• **DOCUMENT TEXT**
------------------------

# How to find out whether house is rented or not



## diver (3 Jan 2010)

Hi, 

I live next door to a house that I suspect may be rented.

My neighbours are causing trouble ie noise at night, very untidy at front of house, parking over my driveway etc. 

I have had to call the Gardai four times now but the problems are still occurring. These people are living in this house over 4 years now.

Is there a way to find out whether the house is rented or not? 

If it turns out to be rented, how would I go about contacting the landlord?

Thanks in advance for any advice!


----------



## paddyjnr (3 Jan 2010)

You could firstly check to see if the house is registered with http://www.prtb.ie/


----------



## diver (3 Jan 2010)

Thanks for reply. Already checked and it's not registered. I don't think they own the house as both adults don't work so don't know how they could afford to pay the mortgage!

------------------------

Collected data entries:

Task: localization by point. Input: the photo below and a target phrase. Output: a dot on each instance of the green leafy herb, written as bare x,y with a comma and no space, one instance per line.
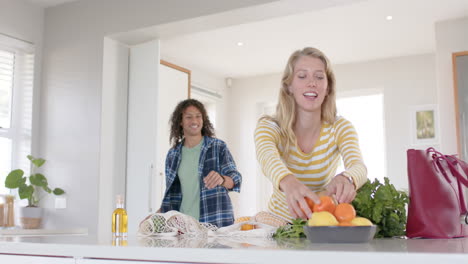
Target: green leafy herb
294,230
384,206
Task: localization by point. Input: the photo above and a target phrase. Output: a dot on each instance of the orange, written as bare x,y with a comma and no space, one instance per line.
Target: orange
345,224
246,227
344,212
310,203
326,204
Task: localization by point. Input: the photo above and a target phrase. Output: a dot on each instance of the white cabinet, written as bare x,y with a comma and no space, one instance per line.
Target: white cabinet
117,261
18,259
153,92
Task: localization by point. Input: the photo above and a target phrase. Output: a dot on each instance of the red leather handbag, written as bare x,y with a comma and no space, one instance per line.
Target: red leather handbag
437,208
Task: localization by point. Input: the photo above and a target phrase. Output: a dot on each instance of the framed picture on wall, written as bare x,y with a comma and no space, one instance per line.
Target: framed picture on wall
424,125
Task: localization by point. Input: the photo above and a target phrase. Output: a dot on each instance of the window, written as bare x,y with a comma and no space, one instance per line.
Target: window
16,83
365,112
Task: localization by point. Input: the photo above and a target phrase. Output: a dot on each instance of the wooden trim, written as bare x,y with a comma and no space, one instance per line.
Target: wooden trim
182,69
455,96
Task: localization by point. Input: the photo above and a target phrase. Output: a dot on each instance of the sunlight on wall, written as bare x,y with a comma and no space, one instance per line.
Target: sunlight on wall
366,114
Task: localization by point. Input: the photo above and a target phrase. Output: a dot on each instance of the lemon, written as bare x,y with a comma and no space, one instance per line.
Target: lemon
361,221
323,218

------------------------

• **REQUIREMENTS**
Can you write what comes next in the forum thread about finding out whether a neighbor's house is rented, starting right after its last post?

• **EXPECTED ANSWER**
----------



## Hillsalt (3 Jan 2010)

I take it that you are not in the neighbourhood too long? You could ask the postman or the ESB meter reader if you are friendly with them. Or ask another neighbour.

What do you hope to achieve by finding out if the property is rented? The landlord won't be kicking them out just because of your complaints.


----------



## allthedoyles (3 Jan 2010)

Report it to this department first :

http://www.environ.ie/en/Environmen...ionPaper/NeighbourhoodDomesticNoisePollution/


----------



## round1 (4 Jan 2010)

Have you a local residents association ?. They probably have details of house owners. Landlords are legally responsible for antisocial behavior by  tenants so you should document all incidents in case you need to bring a case to the PRTB.


----------



## Optimist (6 Jan 2010)

Hillsalt - [broken link removed]!


----------



## MaryBe (7 Jan 2010)

Optimist said:


> Hillsalt - [broken link removed]!


 
So now the Landlord is responsible for the Tenant's social behaviour.  When will the responsibility lie with the person/people causing the trouble.


----------



## diver (7 Jan 2010)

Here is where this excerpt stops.